## REQUIRED TASKS
a) In the forum thread on protection dogs that follows, list every factor that the assessment of the hand-shy dog says his success will depend on.
b) Continue the forum thread on protection dogs, which appears below, from the point where it stops.
## START EXCERPT
Interesting story.Up until a few years ago i regularly trained at the local rottweiler club with my female rott and in the couple of years there i came across a couple of dogs that had no protection work at all and were very serious dogs these dogs would take it to you for just eyeing them off and had the mentallity of pure dominance both were male and large and were pretty hairy to be around especially when one took me looking at him as an insult.Hard breed to go past as a protector especially a big male.


----------



## Ricardo Ashton

Jessica, all dogs are (when you get down to the basic mechanics of their train of thought) the same or at the very least they have more than a few things in common. One only has to know (not have an idea) of how dogs process information/stimuli and as a result react to it, & thats 1/3 of the battle won. Such an animal may have had abuse or nerve or dominance issues that an owner/handler may or not recognize that would bring unexpected reactions. It boils down to learning the dog, and the dog learning its master/handler and the development of a level trust between the two. Once a trusting & symbiotic relationship can be developed between the two, most other issues can be sorted out with time, even fear.

Ok. So I tested the boy last night. I was somewhat impressed but not enough to take him, and the breeder was somewhat surprised. And I explained why to him. This dog had been abused by his previous owner, so now he's hand shy. A hand shy protection dog is of no use to me or anyone IMO. I entered the kennel & the dog took approached with caution at first, then a stand off between us for about 5 minutes with him looking for an angle to get at me. I confirmed his hand shy condtion pretty quick. I stood still with him all riled up with my arms out, like a scarecrow. He did not advance, just focused on my hands. The moment I moved my hand while in the scarecrow position, this dog took off like a bat out of hell then came back. Did this 5 times & got the same result every time. This alone rules him out as a candidate in my book. 
My assessment is that he is dominant and very opportunistic but unfortunately he is severely hand shy. He recognizes situations very quickly and recovers even faster. This one can be managed and trained out of these issues and do the job, but it'll depend on how well a person bonds with him, who's doing the training and how its done.
## END EXCERPT
## START LISTED RECORDS
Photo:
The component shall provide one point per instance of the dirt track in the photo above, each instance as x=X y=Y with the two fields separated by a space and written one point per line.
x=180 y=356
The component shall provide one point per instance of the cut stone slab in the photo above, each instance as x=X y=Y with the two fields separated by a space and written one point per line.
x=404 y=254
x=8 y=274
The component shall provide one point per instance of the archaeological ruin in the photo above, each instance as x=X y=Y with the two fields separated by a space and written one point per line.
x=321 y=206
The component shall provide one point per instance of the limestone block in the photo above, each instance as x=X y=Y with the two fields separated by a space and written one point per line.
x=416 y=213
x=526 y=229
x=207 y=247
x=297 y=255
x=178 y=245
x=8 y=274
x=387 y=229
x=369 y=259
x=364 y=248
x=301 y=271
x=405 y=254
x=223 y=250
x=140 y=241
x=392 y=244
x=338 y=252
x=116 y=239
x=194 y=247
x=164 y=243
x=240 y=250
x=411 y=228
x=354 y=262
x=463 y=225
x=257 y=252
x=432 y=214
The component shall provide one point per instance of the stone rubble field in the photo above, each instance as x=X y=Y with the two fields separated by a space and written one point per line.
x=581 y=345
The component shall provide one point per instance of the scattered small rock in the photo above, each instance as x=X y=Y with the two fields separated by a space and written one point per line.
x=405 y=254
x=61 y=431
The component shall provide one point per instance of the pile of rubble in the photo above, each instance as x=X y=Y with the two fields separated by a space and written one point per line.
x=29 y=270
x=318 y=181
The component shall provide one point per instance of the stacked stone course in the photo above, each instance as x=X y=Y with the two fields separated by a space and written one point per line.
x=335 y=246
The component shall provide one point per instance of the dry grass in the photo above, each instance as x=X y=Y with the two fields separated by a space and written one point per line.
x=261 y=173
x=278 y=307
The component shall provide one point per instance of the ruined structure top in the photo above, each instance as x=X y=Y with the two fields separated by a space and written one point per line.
## END LISTED RECORDS
## TASK-BY-TASK RESULTS
a)
- How well a person bonds with him
- Who is doing the training
- How the training is done

b)
But unfortunately, time costraints do not allow for me to undertake this entire long process. So the hunt continues.


----------



## Jessica Kromer

Ricardo Ashton said:


> Jessica, all dogs are (when you get down to the basic mechanics of their train of thought) the same or at the very least they have more than a few things in common. One only has to know (not have an idea) of how dogs process information/stimuli and as a result react to it, & thats 1/3 of the battle won. Such an animal may have had abuse or nerve or dominance issues that an owner/handler may or not recognize that would bring unexpected reactions. It boils down to learning the dog, and the dog learning its master/handler and the development of a level trust between the two. Once a trusting & symbiotic relationship can be developed between the two, most other issues can be sorted out with time, even fear.


That is all too philosophical for me. 

The working line Dobe breeder that KNOWS the lines (or should) and is quite comfortable with them, is uncomfortable with a PUP that was returned to him. The buyer is scared of Dobermans (spooked anyway) and from all that has been described, is not super knowledgeable about dogs (if she were, she should be picking out her own dog). And you thought this could be a good fit? #-o

Hey, I am not above trying to deal with tough pups that have been returned. I am not against a dog that is hard to deal with. But I am against putting an inexperienced buyer with a nervy, untrained, dog that even the BREEDER does not trust. 

Get the woman a young adult male Rott or GSD that puts up a good threat display and get her a shotgun. That combo will stop nearly anyone from coming in the yard.


----------



## catherine hardigan

Personally, I would skip pitbulls. Many lack the size to be truly intimidating, and they are so popular these days that people have become desensitized to them. This is especially true since so many of them are sweet, friendly dogs.

For looks alone I would go with a rott or cropped/docked doberman as a first choice. Second choice would be a darkly pigmented German Shepherd.


----------



## Ricardo Ashton

Jessica Kromer said:


> *And you thought this could be a good fit? * #-o


You should have kept reading.



Jessica Kromer said:


> *Hey, I am not above trying to deal with tough pups that have been returned. I am not against a dog that is hard to deal with. But I am against putting an inexperienced buyer with a nervy, untrained, dog that even the BREEDER does not trust.*


That's why there's an actual in person assessment & evaluation BEFORE an acquisition, instead of just a word of mouth from some nut saying "Ok, this one's perfect for you or "Not that one he's too weird/not wired right" or just calling someone and have them deliver a dog sight unseen*You should have really kept reading* 



Jessica Kromer said:


> Get the woman a young adult male Rott or GSD that puts up a good threat display and get her a shotgun. That combo will stop nearly anyone from coming in the yard.


And what use is such a dog, if things do escalate? Most threat dogs that are placed in the face of a true aggressor(one of those few persons that will actually run up on it) usually either lie down in fear/submission & watch their handlers get their asses handed to them, or(more commonly) run away as though their life depended on it. If someone seriously intends to do you harm, and they see you have a dog & a shotgun, whats to stop them from getting a gun of their own & waiting quietly for the chance to ventilate your skull?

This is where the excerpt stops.